Each record is to be transcribed exactly.

══════════════════════════════

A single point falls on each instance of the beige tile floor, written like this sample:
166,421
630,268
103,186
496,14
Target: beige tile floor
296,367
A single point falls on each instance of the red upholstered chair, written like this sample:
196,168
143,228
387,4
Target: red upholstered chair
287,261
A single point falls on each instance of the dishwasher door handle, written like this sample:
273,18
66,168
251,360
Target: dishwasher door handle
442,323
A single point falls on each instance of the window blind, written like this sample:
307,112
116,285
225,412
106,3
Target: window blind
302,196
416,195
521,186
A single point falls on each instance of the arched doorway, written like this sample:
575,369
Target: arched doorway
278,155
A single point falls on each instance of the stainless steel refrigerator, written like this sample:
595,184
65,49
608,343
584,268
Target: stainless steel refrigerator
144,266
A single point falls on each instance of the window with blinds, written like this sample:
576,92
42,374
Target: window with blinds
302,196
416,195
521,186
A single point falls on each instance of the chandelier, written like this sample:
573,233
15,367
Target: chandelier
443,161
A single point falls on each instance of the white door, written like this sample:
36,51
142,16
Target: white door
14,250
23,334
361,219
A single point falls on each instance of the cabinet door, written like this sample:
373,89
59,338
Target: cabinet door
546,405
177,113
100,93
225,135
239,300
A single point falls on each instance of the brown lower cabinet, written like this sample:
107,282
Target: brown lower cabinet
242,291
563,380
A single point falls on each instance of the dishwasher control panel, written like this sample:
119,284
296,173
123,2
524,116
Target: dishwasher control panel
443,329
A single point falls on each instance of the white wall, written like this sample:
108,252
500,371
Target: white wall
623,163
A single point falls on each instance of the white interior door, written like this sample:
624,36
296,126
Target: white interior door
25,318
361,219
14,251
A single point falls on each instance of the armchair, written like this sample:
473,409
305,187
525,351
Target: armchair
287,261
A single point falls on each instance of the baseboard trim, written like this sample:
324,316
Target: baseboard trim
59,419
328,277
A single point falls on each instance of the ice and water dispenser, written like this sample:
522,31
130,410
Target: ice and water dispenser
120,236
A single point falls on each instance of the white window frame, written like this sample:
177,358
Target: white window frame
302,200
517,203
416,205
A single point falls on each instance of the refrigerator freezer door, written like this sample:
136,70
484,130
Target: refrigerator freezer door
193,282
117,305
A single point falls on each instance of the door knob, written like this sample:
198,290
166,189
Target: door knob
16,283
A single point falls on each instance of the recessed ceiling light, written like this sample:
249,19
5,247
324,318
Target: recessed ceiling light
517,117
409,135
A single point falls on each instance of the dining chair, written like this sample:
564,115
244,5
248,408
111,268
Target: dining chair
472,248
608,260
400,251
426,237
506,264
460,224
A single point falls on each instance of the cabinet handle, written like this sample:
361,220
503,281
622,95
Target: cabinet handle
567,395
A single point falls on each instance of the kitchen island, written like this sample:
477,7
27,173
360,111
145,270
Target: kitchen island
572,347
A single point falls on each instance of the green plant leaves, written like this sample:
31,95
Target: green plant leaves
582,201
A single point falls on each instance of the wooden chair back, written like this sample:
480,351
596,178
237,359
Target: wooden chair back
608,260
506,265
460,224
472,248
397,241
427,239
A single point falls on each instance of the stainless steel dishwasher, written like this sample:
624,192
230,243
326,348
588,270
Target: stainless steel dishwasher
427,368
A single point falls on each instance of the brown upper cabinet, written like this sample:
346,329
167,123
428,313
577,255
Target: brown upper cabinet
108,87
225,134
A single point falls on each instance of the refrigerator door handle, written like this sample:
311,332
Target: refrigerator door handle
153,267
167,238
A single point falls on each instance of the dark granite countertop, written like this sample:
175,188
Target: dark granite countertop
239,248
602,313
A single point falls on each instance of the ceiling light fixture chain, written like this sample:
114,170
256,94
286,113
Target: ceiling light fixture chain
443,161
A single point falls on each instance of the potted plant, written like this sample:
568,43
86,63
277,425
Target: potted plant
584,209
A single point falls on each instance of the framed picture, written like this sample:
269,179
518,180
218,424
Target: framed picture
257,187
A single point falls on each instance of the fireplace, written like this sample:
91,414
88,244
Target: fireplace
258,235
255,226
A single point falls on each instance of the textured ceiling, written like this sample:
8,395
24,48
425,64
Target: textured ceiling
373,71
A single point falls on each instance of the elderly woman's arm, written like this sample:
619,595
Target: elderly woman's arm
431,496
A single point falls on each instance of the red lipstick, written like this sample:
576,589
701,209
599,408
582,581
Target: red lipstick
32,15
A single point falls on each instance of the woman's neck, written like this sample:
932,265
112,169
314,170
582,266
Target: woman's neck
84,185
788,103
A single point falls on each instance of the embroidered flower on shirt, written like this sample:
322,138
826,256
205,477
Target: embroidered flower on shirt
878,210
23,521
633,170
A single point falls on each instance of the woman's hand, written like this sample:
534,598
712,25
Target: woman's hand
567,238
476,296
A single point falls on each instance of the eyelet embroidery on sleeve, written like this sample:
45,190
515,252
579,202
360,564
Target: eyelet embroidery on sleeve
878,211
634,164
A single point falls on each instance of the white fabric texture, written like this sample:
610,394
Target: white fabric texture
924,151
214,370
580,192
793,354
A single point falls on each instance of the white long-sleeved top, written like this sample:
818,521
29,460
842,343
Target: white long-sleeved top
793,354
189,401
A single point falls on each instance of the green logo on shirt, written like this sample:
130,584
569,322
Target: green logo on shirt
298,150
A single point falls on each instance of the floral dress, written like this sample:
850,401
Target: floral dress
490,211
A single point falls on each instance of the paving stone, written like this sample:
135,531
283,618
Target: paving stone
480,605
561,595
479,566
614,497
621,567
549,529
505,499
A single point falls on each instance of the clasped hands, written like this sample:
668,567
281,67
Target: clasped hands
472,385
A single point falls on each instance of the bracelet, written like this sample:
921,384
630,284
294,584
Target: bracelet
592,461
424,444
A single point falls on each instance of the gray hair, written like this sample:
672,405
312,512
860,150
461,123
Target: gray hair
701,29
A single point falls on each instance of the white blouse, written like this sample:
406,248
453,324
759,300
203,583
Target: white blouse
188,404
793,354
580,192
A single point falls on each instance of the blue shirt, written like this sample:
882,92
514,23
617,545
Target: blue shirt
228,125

══════════════════════════════

TASK SOLUTION:
A single point falls on each instance of the beige tile floor, written like this sample:
166,421
630,268
103,186
496,14
Target: beige tile floor
296,367
A single point falls on each instance of the red upholstered chair, written like this sample:
196,168
143,228
387,4
Target: red upholstered chair
287,261
A single point falls on each instance of the dishwasher door handle, written like this sample:
273,18
66,168
251,360
Target: dishwasher door handle
442,323
A single point falls on each instance of the window blind, written like this sample:
307,112
116,285
225,412
106,3
Target: window blind
302,196
416,195
521,186
A single point falls on each instance of the arched doorway, written like this sample:
575,369
Target: arched doorway
278,155
A single point falls on each instance of the stainless steel refrigerator, written like this sample:
595,184
65,49
608,343
584,268
Target: stainless steel refrigerator
144,266
A single point falls on each instance of the window with blinds, written like this sample:
576,92
42,374
Target: window with blinds
302,196
416,195
521,186
A single point falls on each instance of the chandelier, written like this sample:
573,233
15,367
Target: chandelier
443,161
A single point falls on each instance of the white door, written like this sample:
36,51
142,16
Target: white door
14,250
23,334
361,219
A single point falls on each instance of the cabinet door, written like this sample:
373,89
59,338
Target: cabinet door
546,405
177,113
100,93
225,135
239,300
A single point falls on each instance of the brown lower cabinet, written like this sample:
107,282
Target: brown lower cabinet
242,291
563,380
A single point falls on each instance of the dishwasher control panel, written like this sample:
119,284
296,173
123,2
524,116
Target: dishwasher control panel
443,329
A single point falls on each instance of the white wall, written like this sample:
108,252
500,371
Target: white wall
623,163
A single point falls on each instance of the white interior door, written like this sample:
624,36
296,126
Target: white interior door
25,318
361,219
14,251
A single point falls on each instance of the armchair, written like this sample:
473,409
305,187
525,351
Target: armchair
287,261
A single point falls on each instance of the baseboard trim, written like this sample:
324,316
Target: baseboard trim
59,419
328,277
A single point falls on each instance of the ice and water dispenser, written like this sample:
522,31
130,410
Target: ice and water dispenser
120,236
A single point falls on each instance of the white window frame, written like this sample:
177,358
Target: white window frame
302,200
517,203
416,205
A single point falls on each instance of the refrigerator freezer door, written like this sample:
136,70
484,130
Target: refrigerator freezer door
193,282
117,305
A single point falls on each instance of the door knob, written like this sample:
198,290
166,189
Target: door knob
16,283
A single point falls on each instance of the recessed ceiling light, written like this sample:
249,19
5,247
324,318
Target: recessed ceiling light
517,117
409,135
A single point falls on each instance of the dining chair, written like this sample:
564,115
244,5
248,408
111,268
Target: dining chair
472,248
608,260
400,251
426,237
506,264
460,224
A single point falls on each instance of the cabinet handle, written like this sample:
361,220
503,281
622,95
Target: cabinet handle
567,395
A single point falls on each instance of the kitchen island, written like this sample:
477,7
27,173
360,111
145,270
Target: kitchen island
572,347
A single point falls on each instance of the green plant leaves, written like this sample:
31,95
Target: green plant leaves
582,201
A single point falls on each instance of the wooden chair back, written like this sample:
480,351
596,178
237,359
Target: wooden chair back
608,260
506,265
460,224
472,248
397,241
427,239
A single point falls on each instance of the stainless steel dishwasher, written like this sample:
624,192
230,243
326,348
588,270
Target: stainless steel dishwasher
427,368
A single point falls on each instance of the brown upper cabinet, written like this sample:
346,329
167,123
428,313
577,255
Target: brown upper cabinet
108,87
225,134
A single point falls on each instance of the refrigerator door handle, written like this sample:
311,332
Target: refrigerator door handle
153,267
167,238
A single point falls on each instance of the dark granite countertop, written like this sample:
175,188
Target: dark granite countertop
239,248
602,313
A single point falls on each instance of the ceiling light fixture chain, written like this sample:
114,170
256,94
286,113
Target: ceiling light fixture chain
443,161
A single point falls on each instance of the potted plant, written like this sample:
568,43
86,63
277,425
Target: potted plant
584,209
A single point falls on each instance of the framed picture, written like this sample:
269,179
518,180
218,424
Target: framed picture
257,187
A single point falls on each instance of the fireplace, written like this sample:
91,414
88,244
Target: fireplace
258,235
255,226
A single point falls on each instance of the textured ceiling, written like this sample:
8,395
24,48
425,64
Target: textured ceiling
373,71
A single point falls on each instance of the elderly woman's arm, written like this sample:
619,595
Target: elderly woman's arm
431,496
A single point falls on each instance of the red lipstick, written like this sample:
576,589
701,209
599,408
582,581
Target: red lipstick
32,15
A single point falls on each instance of the woman's neck, written like this sample:
932,265
112,169
314,170
582,266
Target: woman's neck
84,185
788,103
A single point falls on each instance of the embroidered flower on shirt, written like this sample:
322,138
826,256
205,477
Target: embroidered flower on shirt
878,210
23,521
633,170
A single point falls on each instance of the woman's hand, written like this sample:
534,598
712,25
Target: woman's hand
567,238
476,296
A single point falls on each instance of the eyelet embroidery on sleeve, written like this sample:
45,190
515,252
579,202
360,564
Target: eyelet embroidery on sleeve
878,211
634,164
A single point falls on each instance of the white fabric texture, written like this sample:
610,394
Target: white fabric texture
924,151
214,370
580,192
793,354
A single point falls on each instance of the white long-sleeved top, written like this sample:
818,521
29,460
842,343
Target: white long-sleeved top
793,354
189,401
A single point falls on each instance of the green logo on shirt, written like this sample:
130,584
569,322
Target: green logo on shirt
298,150
A single point falls on each instance of the floral dress, written like this sample:
850,401
Target: floral dress
490,211
A single point falls on each instance of the paving stone, written like this sample:
135,531
283,618
Target: paving stone
480,605
561,595
479,566
614,497
621,567
549,529
505,499
A single point falls on each instance of the clasped hands, written like this sample:
668,567
281,67
Target: clasped hands
472,385
A single point falls on each instance of the bracelet, written like this sample:
921,384
630,284
294,584
Target: bracelet
592,461
424,444
A single point falls on each instance of the gray hair, written like this sample:
672,405
312,512
860,150
461,123
Target: gray hair
701,29
A single point falls on each instance of the white blouse, written like this sample:
406,248
453,324
759,300
203,583
Target: white blouse
188,404
793,354
580,192
A single point falls on each instance of the blue shirt, written like this sample:
882,92
514,23
617,545
Target: blue shirt
228,125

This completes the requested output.